* **Written problem**:
Put every line from the one holding "Where can you find the trimmed" through the final line of the items, inclusive, into a JSON list of strings, one string per line and no blank lines. Leave the pictures out.

* **Record excerpts**:

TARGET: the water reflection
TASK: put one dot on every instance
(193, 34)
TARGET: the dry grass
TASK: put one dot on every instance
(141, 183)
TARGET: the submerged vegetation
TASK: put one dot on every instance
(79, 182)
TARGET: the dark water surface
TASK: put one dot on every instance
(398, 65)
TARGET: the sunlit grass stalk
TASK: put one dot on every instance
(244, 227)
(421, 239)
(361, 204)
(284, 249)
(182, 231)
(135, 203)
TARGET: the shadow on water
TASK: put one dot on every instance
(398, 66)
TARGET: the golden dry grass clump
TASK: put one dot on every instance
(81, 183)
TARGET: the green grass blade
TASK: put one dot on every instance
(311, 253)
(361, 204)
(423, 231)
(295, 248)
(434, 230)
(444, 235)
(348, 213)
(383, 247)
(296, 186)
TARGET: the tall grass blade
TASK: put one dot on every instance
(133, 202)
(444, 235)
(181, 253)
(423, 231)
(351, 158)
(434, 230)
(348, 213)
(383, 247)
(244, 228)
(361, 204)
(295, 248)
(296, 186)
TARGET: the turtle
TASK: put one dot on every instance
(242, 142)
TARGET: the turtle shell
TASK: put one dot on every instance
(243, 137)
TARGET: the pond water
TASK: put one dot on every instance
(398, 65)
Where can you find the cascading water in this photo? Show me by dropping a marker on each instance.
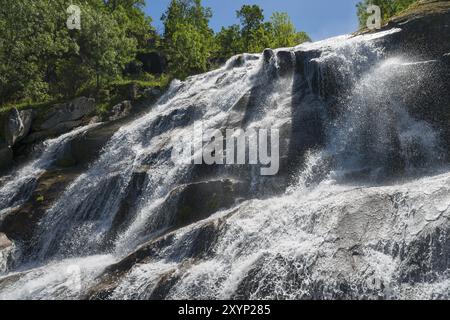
(311, 232)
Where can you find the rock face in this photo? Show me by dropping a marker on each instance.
(17, 125)
(4, 242)
(67, 114)
(6, 156)
(359, 209)
(120, 111)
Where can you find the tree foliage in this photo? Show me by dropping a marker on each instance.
(188, 40)
(389, 8)
(41, 58)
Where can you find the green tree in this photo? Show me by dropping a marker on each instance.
(389, 8)
(252, 20)
(229, 42)
(188, 40)
(284, 31)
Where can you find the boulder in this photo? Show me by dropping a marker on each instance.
(120, 110)
(4, 242)
(6, 156)
(17, 125)
(69, 112)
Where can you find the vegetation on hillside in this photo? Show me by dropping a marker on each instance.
(42, 60)
(389, 8)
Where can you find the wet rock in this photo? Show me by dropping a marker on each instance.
(120, 111)
(17, 125)
(268, 54)
(6, 156)
(198, 201)
(286, 60)
(20, 223)
(4, 242)
(67, 115)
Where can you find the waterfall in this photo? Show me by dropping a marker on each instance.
(342, 219)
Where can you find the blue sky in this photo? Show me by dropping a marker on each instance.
(319, 18)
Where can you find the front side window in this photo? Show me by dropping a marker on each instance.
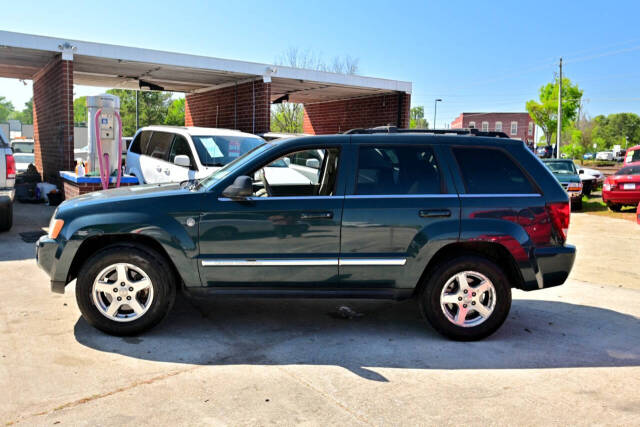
(491, 171)
(398, 170)
(159, 145)
(218, 150)
(284, 177)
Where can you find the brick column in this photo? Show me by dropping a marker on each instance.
(245, 107)
(53, 118)
(339, 116)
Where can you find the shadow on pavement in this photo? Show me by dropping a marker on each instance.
(538, 334)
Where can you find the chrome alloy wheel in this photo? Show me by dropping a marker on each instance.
(468, 299)
(122, 292)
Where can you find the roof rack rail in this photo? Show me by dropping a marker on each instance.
(394, 129)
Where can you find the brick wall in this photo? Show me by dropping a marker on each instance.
(231, 107)
(339, 116)
(523, 120)
(53, 119)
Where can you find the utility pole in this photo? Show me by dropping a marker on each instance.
(435, 110)
(559, 131)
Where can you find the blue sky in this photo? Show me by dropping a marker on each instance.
(476, 56)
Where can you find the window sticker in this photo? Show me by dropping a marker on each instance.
(211, 146)
(234, 148)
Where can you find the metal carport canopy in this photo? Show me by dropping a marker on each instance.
(106, 65)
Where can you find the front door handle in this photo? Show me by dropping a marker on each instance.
(316, 215)
(435, 213)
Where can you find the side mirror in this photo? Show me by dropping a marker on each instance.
(182, 160)
(241, 188)
(313, 163)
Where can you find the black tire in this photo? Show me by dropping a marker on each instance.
(576, 205)
(6, 216)
(142, 257)
(429, 298)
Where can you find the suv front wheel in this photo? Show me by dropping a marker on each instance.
(466, 299)
(125, 290)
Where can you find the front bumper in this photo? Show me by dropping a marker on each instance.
(554, 265)
(47, 254)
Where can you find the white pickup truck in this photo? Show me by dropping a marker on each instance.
(7, 182)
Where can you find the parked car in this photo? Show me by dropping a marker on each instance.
(622, 188)
(7, 183)
(605, 155)
(592, 179)
(633, 156)
(566, 173)
(160, 154)
(22, 145)
(23, 160)
(390, 215)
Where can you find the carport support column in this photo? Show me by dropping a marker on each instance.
(330, 117)
(53, 118)
(243, 106)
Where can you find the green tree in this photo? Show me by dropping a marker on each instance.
(6, 108)
(416, 118)
(545, 111)
(175, 113)
(152, 108)
(80, 111)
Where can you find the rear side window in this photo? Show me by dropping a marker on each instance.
(398, 170)
(159, 145)
(140, 142)
(491, 171)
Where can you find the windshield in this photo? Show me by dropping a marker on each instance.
(209, 181)
(217, 150)
(562, 167)
(22, 147)
(23, 157)
(629, 170)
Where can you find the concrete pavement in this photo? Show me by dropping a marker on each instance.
(565, 355)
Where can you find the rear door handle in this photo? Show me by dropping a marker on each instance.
(316, 215)
(434, 213)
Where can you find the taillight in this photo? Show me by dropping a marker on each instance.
(560, 215)
(11, 166)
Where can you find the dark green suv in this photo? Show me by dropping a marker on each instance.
(454, 221)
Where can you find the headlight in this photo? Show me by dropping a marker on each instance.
(55, 225)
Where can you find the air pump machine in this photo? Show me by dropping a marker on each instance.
(105, 137)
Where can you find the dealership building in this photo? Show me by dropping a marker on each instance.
(219, 92)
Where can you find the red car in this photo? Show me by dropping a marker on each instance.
(623, 188)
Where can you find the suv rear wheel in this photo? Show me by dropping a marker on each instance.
(466, 299)
(125, 290)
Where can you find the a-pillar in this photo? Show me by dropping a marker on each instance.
(244, 106)
(53, 118)
(321, 118)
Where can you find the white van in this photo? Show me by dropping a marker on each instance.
(161, 154)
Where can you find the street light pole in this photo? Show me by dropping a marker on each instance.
(435, 110)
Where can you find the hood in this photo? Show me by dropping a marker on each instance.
(133, 192)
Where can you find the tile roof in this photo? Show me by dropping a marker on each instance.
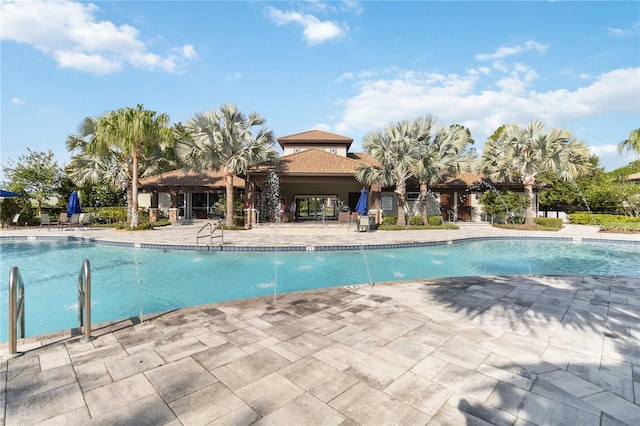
(316, 137)
(318, 162)
(180, 178)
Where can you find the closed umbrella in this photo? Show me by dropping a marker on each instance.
(361, 207)
(74, 204)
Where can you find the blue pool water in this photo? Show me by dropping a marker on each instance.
(128, 282)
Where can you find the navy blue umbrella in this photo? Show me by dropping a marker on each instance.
(361, 207)
(7, 194)
(74, 204)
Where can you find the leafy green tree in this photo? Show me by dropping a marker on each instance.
(225, 140)
(118, 139)
(525, 152)
(35, 174)
(395, 150)
(504, 204)
(632, 143)
(414, 149)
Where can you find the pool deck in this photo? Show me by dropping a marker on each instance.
(472, 350)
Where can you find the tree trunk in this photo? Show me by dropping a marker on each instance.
(134, 193)
(401, 190)
(423, 203)
(528, 181)
(228, 177)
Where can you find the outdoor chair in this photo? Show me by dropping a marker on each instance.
(14, 221)
(74, 220)
(85, 220)
(63, 220)
(45, 220)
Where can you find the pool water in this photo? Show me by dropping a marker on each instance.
(128, 282)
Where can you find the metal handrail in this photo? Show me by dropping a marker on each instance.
(210, 235)
(84, 301)
(16, 311)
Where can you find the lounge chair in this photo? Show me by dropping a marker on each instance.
(63, 220)
(85, 220)
(74, 220)
(45, 220)
(14, 221)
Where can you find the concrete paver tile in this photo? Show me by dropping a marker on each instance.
(79, 416)
(616, 407)
(150, 410)
(118, 394)
(305, 410)
(134, 364)
(301, 346)
(181, 349)
(538, 409)
(319, 378)
(179, 378)
(44, 405)
(281, 391)
(219, 355)
(422, 394)
(206, 405)
(243, 416)
(53, 359)
(243, 371)
(369, 406)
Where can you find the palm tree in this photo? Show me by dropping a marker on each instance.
(523, 153)
(441, 154)
(632, 143)
(224, 140)
(394, 148)
(133, 133)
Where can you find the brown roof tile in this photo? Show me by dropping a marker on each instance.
(314, 136)
(317, 162)
(180, 178)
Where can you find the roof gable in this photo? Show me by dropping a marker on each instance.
(314, 137)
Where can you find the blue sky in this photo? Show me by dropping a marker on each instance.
(346, 67)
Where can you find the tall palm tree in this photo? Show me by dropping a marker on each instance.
(524, 152)
(632, 143)
(134, 133)
(443, 153)
(224, 140)
(394, 148)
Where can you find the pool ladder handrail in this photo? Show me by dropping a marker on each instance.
(212, 228)
(16, 307)
(16, 311)
(84, 301)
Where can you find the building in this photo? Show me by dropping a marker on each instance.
(316, 181)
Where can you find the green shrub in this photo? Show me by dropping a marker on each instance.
(390, 220)
(415, 221)
(434, 220)
(548, 222)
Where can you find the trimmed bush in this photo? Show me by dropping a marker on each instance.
(434, 220)
(548, 222)
(390, 220)
(415, 221)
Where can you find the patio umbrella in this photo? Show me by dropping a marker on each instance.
(8, 194)
(74, 204)
(361, 207)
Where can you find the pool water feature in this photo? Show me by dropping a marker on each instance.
(128, 282)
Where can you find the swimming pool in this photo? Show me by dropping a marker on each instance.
(128, 282)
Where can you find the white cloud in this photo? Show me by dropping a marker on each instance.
(454, 98)
(507, 51)
(70, 32)
(624, 32)
(315, 31)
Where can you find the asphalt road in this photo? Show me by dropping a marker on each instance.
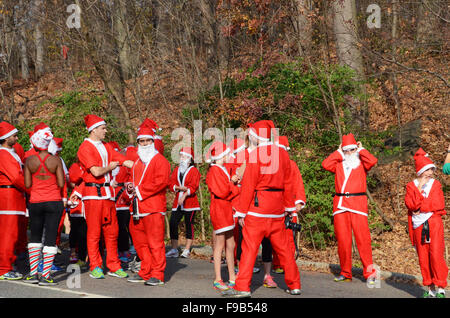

* **Finished exercise**:
[
  "Where can you find the trimmed bush in this photo? Show me by dropping a marker on each instance.",
  "(434, 220)",
  "(548, 222)",
  "(390, 220)",
  "(415, 221)",
  "Where can you find the patio umbrella in this photo? Show me by dropping a marker on each instance.",
  "(8, 194)",
  "(74, 204)",
  "(361, 207)",
  "Where can you find the pool water feature in this photo? Show me by dropping a marker on each instance.",
  "(128, 282)",
  "Where can you find the swimming pool in this photo? Show me by dropping a marker on each instance.",
  "(128, 282)",
  "Where can you find the white cloud in this photo? Show me by dropping a marker on each instance.",
  "(454, 98)",
  "(507, 51)",
  "(70, 32)",
  "(624, 32)",
  "(315, 31)",
  "Where can you find the asphalt road in this photo? Show me by dropping a marker on each instance."
]